● What the exercise asks:
Copy the records below word for word, from their first line through the line with "159,252,175,269", including that line.

── Extracted entries ──

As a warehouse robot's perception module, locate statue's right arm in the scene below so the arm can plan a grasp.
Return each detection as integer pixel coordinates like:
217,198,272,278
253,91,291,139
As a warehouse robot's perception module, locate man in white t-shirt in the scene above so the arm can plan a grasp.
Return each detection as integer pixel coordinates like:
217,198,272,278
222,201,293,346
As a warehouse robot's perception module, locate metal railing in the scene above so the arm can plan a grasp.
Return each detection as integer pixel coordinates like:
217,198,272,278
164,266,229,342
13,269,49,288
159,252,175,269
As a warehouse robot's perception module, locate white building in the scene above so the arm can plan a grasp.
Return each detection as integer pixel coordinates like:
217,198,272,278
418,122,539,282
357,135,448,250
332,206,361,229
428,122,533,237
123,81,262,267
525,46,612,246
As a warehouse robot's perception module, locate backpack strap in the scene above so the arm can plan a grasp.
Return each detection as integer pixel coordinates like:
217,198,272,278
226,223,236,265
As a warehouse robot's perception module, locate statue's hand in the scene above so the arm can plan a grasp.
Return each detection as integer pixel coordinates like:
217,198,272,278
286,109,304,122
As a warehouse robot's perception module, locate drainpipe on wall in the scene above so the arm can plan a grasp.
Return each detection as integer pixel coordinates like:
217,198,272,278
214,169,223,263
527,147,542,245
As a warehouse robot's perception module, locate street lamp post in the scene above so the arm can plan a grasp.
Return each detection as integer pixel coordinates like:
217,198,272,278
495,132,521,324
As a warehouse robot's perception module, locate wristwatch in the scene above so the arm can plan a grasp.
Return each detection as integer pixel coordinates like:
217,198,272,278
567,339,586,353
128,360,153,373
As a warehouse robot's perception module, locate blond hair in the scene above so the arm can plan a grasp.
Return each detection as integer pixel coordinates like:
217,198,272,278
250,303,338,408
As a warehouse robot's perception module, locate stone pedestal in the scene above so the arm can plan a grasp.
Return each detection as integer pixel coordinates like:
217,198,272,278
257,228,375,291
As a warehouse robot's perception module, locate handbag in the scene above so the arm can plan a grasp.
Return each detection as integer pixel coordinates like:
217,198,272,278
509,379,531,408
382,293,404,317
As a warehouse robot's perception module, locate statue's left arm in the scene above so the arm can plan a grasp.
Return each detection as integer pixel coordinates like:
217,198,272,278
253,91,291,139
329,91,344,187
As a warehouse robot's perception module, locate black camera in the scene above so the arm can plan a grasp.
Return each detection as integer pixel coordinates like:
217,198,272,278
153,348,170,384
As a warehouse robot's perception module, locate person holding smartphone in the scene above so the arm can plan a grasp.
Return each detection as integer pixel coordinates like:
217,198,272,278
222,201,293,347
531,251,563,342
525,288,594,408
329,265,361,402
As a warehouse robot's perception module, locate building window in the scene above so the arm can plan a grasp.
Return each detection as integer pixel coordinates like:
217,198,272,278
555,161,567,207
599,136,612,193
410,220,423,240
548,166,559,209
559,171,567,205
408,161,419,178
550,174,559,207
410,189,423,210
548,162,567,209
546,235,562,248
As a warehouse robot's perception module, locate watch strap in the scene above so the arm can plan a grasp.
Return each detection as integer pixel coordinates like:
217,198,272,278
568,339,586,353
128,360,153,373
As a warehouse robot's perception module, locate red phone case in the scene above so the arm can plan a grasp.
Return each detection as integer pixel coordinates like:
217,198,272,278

───

● Correct answer:
As a warehouse robot's perception module, locate statue's right arm in the scene below so the arm can plan a grasp.
Return each detection as integer pixel coordinates like:
217,198,272,278
253,91,291,139
As a warehouse robot's perception module, locate man in white t-shirt in the scene above so the arm can plan a grasp.
Return each detection as integer pixel coordinates like:
217,198,272,278
222,201,293,346
As a warehouse robot's perception module, locate metal railing in the scene above so the arm can plan a grasp.
Return each detection as integer pixel coordinates like:
217,198,272,278
164,266,229,342
13,269,49,288
159,252,175,269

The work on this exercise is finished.